Image-grounded pointing data:
'''
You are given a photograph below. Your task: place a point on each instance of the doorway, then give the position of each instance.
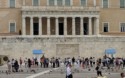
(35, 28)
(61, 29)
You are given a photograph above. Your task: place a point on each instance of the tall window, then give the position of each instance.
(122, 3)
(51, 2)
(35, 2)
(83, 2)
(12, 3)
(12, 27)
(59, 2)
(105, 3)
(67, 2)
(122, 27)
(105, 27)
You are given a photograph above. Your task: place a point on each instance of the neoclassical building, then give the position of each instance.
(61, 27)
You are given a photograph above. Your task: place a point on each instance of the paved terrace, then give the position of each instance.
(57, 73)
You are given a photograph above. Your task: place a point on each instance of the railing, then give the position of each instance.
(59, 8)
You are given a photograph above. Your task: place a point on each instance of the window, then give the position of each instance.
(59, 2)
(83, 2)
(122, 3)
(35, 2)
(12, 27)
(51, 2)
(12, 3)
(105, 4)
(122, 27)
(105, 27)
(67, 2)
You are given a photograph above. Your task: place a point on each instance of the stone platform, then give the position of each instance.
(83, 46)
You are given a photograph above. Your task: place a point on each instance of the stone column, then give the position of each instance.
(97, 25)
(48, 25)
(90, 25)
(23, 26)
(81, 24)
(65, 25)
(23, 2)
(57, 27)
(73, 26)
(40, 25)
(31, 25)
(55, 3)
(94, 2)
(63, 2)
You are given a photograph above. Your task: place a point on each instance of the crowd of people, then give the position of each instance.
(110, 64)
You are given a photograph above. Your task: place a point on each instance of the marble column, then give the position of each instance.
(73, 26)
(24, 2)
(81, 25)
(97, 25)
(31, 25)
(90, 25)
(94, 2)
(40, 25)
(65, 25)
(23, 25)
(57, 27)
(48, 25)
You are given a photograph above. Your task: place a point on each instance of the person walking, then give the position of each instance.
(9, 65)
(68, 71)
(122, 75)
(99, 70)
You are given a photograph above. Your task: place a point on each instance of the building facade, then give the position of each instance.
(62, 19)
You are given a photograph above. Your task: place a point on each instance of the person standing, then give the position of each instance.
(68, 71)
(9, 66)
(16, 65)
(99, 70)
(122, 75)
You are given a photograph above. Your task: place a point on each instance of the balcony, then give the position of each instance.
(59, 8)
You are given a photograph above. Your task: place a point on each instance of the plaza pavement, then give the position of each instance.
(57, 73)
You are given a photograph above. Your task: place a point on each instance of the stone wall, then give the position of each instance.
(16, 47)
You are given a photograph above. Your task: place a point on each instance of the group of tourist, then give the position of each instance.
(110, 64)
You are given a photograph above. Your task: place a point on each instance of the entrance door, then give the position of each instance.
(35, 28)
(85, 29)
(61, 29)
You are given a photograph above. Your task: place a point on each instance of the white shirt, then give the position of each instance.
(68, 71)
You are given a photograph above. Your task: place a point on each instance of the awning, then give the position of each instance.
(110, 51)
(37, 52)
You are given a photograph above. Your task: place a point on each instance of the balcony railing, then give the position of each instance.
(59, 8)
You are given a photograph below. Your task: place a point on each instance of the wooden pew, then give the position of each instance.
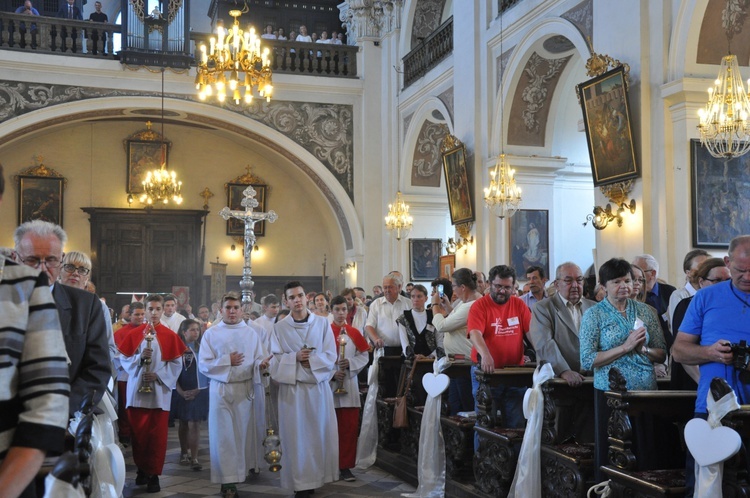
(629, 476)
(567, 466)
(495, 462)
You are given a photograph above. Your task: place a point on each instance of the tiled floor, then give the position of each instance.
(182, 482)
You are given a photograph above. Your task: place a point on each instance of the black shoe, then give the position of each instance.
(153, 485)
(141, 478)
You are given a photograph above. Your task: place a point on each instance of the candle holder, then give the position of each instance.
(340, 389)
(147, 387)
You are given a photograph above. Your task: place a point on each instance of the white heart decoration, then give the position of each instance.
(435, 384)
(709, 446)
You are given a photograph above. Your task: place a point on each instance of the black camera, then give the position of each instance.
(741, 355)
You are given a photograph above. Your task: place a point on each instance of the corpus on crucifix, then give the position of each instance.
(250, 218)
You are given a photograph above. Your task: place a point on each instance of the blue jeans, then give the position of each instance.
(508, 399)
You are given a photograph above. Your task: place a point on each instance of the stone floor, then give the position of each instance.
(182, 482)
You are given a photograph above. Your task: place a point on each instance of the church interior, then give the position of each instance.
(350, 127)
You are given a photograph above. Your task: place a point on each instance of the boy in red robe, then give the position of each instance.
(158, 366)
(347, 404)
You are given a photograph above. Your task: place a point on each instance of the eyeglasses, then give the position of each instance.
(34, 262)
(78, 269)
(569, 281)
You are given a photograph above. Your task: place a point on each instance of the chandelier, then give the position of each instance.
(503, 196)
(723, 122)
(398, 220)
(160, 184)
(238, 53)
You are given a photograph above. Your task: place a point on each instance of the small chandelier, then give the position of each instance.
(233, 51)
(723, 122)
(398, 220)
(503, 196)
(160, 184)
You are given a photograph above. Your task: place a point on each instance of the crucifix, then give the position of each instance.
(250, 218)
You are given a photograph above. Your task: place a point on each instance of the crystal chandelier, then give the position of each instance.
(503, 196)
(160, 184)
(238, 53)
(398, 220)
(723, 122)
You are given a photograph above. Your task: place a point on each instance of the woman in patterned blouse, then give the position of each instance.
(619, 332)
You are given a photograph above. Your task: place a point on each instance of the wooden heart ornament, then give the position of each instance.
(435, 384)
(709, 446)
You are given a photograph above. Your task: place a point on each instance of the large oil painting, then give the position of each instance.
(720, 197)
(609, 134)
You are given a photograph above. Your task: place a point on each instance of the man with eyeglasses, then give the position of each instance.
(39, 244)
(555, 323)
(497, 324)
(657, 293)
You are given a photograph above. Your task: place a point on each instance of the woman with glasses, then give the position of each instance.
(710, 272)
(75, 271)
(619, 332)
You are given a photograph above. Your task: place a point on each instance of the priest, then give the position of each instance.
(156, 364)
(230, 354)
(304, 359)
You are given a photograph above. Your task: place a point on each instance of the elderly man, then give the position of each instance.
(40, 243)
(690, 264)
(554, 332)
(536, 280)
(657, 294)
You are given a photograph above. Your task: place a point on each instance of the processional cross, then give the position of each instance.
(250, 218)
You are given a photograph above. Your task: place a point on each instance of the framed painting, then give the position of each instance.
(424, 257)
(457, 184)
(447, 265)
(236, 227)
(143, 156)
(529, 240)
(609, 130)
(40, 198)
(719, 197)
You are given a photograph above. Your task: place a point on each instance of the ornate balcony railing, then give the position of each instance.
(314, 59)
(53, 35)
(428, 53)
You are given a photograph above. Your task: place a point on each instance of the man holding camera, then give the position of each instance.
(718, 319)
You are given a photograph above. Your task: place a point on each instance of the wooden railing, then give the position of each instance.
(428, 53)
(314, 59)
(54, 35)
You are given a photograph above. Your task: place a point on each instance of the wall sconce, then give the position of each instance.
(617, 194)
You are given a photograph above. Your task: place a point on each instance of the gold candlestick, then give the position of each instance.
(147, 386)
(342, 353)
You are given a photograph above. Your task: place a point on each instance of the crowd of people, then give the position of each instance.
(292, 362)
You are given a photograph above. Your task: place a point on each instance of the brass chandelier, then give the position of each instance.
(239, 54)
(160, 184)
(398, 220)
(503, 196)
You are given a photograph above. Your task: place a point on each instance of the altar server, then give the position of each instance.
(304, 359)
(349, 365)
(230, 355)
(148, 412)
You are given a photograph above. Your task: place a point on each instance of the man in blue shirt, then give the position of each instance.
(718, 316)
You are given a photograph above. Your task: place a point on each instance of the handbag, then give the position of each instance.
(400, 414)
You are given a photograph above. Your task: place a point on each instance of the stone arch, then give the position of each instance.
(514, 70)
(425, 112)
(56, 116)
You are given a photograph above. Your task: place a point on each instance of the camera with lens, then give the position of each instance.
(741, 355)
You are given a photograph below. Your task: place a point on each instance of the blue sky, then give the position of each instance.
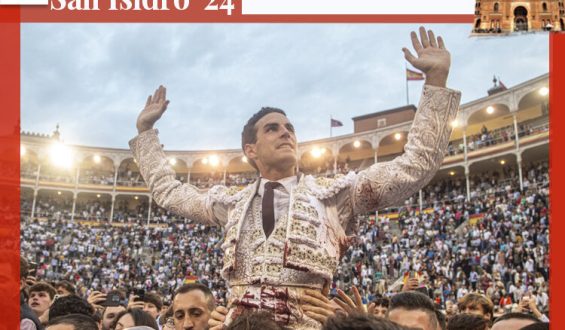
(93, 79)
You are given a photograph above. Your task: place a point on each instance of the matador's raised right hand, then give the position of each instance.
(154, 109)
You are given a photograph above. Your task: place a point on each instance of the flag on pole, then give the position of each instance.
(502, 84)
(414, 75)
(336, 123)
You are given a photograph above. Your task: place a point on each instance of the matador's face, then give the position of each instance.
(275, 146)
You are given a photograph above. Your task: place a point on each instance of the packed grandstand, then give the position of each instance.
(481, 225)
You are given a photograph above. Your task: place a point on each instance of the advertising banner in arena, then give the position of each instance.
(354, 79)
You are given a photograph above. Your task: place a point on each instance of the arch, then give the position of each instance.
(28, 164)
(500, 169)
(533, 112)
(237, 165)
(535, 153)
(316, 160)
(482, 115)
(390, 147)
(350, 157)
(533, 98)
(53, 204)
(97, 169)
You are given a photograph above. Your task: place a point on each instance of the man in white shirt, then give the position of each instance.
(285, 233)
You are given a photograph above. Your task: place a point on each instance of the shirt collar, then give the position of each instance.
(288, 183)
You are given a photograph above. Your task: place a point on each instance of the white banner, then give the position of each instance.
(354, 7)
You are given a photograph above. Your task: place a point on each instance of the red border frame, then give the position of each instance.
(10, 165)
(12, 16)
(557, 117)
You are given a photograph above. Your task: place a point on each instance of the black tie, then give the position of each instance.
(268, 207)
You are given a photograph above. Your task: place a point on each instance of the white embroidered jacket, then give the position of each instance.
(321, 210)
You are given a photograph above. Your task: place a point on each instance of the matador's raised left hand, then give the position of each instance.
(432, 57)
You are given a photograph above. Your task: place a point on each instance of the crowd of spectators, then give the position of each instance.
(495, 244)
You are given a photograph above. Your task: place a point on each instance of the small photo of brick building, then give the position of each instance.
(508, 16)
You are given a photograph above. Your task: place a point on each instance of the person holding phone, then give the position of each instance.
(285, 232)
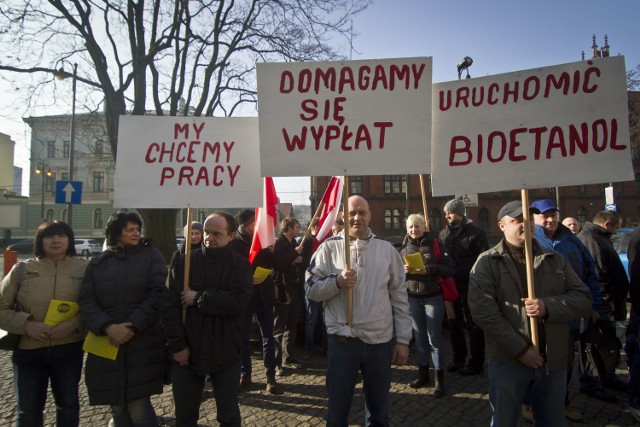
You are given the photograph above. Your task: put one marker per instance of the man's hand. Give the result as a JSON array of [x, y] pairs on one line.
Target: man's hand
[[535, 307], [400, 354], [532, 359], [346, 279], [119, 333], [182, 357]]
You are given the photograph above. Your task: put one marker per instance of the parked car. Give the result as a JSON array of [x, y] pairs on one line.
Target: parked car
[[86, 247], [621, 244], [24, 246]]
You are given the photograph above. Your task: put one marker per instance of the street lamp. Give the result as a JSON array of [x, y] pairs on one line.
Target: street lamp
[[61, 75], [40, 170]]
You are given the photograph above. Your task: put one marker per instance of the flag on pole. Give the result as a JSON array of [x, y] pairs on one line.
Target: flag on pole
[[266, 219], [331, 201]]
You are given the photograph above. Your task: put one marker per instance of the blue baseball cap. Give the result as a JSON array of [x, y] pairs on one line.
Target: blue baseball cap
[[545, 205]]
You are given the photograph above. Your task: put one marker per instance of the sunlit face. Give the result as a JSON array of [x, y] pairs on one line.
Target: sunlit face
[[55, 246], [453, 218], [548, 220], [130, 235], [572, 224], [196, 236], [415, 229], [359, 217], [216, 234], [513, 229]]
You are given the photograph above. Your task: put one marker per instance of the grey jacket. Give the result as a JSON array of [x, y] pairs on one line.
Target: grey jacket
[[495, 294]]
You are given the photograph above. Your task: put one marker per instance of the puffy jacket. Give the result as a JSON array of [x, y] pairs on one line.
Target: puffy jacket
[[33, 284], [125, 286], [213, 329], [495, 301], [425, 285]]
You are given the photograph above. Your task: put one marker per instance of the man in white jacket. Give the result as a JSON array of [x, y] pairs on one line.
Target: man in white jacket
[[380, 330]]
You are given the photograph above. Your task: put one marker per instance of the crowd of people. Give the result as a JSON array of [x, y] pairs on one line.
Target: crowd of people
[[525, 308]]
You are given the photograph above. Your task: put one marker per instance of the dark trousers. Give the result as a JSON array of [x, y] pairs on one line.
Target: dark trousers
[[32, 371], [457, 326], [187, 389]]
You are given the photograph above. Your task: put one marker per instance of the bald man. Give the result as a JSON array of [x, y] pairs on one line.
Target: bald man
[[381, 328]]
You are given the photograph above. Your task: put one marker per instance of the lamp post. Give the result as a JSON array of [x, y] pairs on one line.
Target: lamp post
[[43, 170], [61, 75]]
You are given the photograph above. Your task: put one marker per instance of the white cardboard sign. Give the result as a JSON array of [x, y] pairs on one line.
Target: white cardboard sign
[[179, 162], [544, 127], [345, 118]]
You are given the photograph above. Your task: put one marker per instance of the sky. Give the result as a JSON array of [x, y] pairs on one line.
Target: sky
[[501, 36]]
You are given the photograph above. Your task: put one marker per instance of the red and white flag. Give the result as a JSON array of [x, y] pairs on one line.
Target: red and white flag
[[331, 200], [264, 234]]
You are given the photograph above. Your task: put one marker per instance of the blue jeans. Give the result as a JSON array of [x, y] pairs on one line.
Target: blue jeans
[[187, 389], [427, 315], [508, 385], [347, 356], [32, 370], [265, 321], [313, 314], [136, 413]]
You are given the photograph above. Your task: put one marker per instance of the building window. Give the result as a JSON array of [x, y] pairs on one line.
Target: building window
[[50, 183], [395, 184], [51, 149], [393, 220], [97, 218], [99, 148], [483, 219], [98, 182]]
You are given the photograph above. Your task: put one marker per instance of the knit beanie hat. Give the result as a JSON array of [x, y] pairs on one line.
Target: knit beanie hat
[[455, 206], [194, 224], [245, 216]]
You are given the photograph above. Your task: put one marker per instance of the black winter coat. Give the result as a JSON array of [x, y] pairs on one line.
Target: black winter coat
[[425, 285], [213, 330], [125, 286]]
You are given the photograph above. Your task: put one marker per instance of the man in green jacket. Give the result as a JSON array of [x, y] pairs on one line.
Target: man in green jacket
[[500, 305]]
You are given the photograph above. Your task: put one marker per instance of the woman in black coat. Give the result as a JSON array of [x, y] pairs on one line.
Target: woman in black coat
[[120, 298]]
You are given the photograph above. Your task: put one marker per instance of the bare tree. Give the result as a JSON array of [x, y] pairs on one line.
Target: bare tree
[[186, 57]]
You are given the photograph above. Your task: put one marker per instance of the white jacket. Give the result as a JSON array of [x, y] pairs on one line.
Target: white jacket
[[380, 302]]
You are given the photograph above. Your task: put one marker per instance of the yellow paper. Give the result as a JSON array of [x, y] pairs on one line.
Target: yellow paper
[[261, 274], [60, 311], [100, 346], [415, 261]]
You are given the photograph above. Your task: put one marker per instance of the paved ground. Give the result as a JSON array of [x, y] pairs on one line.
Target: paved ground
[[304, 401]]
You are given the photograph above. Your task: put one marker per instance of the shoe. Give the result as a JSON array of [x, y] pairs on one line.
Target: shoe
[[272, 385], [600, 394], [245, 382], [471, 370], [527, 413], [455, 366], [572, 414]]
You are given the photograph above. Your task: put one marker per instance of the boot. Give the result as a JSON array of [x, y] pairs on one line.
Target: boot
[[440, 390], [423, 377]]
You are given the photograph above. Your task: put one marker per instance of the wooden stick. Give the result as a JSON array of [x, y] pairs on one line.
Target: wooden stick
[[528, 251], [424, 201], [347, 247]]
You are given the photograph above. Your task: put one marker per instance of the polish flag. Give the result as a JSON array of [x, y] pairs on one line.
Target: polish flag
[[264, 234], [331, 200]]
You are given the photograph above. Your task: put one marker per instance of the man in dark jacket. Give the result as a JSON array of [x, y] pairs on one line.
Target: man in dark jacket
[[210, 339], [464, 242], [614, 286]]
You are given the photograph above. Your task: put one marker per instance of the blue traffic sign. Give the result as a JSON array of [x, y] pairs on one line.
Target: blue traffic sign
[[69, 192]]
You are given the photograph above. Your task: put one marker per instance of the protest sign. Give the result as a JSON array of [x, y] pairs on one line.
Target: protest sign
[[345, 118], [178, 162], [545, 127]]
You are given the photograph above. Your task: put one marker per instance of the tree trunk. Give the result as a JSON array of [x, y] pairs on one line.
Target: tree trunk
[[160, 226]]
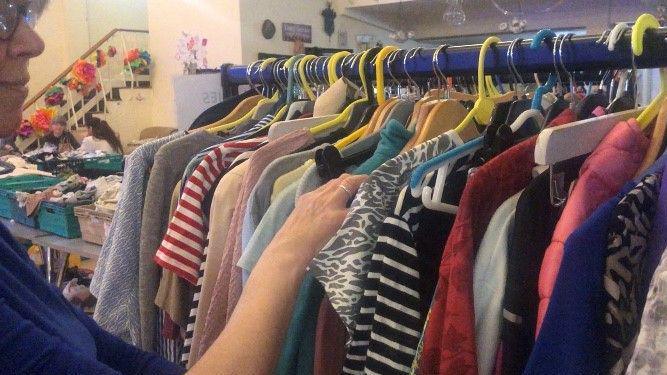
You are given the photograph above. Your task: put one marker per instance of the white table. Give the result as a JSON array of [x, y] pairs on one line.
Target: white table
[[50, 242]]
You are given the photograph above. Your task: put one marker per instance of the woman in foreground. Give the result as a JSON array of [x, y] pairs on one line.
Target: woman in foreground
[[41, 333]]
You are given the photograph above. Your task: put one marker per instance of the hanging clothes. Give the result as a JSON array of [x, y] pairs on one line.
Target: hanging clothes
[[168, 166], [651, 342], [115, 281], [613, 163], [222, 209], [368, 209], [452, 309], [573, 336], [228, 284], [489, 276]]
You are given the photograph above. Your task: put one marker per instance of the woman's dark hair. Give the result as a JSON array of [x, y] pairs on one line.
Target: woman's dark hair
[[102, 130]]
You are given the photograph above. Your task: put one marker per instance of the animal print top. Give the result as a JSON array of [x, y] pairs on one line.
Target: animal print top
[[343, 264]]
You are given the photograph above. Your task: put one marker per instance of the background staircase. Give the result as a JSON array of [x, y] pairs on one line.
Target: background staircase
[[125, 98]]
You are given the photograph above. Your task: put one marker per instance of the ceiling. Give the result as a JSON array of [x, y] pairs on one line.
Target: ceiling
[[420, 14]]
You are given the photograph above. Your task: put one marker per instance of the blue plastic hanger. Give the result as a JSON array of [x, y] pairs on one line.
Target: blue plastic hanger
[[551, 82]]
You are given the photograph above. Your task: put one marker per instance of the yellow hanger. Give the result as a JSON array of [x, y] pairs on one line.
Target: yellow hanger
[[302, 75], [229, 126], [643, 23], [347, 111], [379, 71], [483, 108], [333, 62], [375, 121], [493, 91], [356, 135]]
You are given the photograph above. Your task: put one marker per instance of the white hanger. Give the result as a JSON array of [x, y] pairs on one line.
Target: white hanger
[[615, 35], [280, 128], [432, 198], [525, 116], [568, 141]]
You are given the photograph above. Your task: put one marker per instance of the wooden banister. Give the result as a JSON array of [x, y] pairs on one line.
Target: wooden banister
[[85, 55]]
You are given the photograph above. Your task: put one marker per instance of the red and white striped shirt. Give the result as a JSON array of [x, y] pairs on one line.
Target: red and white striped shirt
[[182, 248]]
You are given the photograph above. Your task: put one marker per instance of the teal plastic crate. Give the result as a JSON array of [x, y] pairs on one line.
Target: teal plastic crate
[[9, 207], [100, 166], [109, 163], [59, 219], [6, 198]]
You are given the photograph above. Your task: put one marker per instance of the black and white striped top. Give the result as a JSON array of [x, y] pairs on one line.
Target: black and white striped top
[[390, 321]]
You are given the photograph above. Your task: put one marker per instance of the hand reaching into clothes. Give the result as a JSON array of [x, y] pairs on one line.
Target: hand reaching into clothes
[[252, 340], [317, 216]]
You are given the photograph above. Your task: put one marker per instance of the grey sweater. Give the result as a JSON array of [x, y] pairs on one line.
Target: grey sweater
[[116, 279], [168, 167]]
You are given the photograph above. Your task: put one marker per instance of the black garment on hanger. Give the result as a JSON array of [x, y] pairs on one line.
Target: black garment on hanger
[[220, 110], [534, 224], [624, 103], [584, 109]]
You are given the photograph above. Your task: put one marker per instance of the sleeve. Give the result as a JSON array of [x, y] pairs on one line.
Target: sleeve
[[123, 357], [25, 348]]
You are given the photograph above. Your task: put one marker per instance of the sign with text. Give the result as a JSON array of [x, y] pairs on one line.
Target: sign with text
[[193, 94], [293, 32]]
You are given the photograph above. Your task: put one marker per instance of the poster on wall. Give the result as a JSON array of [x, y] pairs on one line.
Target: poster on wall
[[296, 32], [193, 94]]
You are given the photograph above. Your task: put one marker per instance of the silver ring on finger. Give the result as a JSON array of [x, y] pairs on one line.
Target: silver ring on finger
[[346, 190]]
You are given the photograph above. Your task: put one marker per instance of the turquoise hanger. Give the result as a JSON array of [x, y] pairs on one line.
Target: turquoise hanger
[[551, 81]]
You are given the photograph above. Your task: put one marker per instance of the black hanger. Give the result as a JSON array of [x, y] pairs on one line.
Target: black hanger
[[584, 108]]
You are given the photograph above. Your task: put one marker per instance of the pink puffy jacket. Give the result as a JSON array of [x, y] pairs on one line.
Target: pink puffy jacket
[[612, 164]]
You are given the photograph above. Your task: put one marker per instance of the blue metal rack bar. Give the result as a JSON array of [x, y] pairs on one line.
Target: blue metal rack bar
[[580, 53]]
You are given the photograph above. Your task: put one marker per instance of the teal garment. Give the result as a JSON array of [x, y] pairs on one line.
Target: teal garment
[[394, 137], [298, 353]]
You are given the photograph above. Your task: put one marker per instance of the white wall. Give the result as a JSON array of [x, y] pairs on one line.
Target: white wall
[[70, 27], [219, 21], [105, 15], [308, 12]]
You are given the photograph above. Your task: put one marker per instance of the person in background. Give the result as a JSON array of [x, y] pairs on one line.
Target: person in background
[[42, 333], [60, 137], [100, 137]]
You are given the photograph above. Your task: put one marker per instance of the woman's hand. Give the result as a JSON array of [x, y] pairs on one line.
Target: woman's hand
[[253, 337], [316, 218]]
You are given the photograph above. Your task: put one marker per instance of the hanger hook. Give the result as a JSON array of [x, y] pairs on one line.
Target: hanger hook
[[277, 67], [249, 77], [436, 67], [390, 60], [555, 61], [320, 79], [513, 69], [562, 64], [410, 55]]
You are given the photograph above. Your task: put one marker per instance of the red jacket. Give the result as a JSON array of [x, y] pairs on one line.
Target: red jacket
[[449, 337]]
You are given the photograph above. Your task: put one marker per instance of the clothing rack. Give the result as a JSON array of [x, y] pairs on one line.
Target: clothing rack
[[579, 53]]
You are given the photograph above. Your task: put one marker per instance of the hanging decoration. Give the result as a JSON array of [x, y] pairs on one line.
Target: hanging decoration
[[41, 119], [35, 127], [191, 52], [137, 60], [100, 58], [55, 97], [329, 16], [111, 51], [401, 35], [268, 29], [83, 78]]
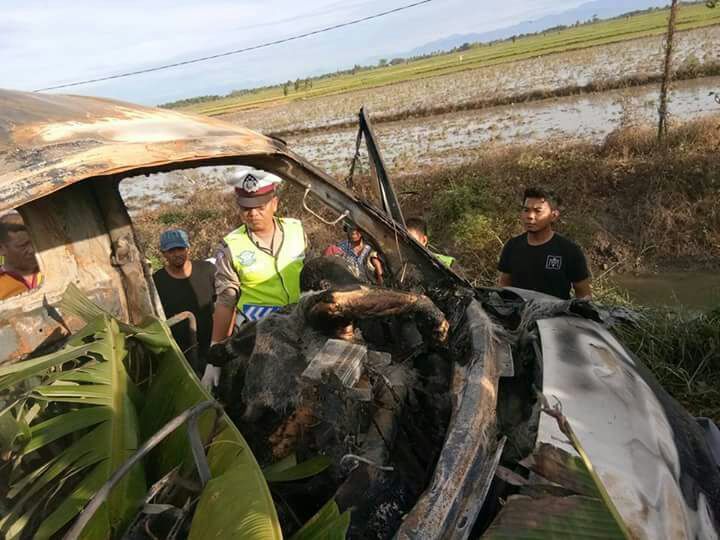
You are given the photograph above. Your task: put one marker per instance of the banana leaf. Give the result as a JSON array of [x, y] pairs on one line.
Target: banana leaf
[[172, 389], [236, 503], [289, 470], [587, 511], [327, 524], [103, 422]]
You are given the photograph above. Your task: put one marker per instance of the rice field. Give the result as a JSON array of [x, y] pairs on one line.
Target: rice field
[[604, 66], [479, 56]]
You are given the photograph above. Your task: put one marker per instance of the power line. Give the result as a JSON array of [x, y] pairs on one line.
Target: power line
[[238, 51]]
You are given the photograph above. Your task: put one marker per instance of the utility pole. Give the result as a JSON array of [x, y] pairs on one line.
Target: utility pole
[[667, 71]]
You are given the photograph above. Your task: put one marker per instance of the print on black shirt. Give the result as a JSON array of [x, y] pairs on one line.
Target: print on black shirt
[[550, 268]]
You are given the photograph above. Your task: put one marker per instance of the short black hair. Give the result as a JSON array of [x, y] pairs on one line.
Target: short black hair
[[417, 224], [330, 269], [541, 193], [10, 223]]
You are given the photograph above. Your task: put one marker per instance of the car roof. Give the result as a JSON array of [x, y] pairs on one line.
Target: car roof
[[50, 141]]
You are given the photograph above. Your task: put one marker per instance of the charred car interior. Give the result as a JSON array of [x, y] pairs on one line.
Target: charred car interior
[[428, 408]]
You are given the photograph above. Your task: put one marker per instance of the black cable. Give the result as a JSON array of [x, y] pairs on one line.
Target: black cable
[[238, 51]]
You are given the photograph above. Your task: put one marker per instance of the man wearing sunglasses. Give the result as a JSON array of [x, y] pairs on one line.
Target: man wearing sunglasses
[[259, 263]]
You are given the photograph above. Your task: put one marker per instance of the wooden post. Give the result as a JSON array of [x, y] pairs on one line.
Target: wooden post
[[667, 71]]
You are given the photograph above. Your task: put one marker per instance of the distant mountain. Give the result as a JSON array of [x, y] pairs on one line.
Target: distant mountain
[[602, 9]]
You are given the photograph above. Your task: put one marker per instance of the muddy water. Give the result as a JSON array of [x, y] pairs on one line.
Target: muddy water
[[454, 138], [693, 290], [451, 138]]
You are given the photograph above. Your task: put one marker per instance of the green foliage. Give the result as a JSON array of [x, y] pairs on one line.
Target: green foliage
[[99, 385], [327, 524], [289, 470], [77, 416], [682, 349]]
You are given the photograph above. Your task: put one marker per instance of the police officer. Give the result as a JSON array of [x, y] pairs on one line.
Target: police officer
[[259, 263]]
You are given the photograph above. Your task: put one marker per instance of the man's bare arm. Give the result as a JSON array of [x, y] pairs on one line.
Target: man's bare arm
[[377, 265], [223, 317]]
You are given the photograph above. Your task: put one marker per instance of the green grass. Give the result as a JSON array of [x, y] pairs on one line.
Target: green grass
'''
Go through the records line by line, and copy each line that holds the string "grass".

You are given the photograph above. Your task: put one marker per instance of the green grass. Give the result as a JSON array of [x, y] pairs on one line.
Target: green grass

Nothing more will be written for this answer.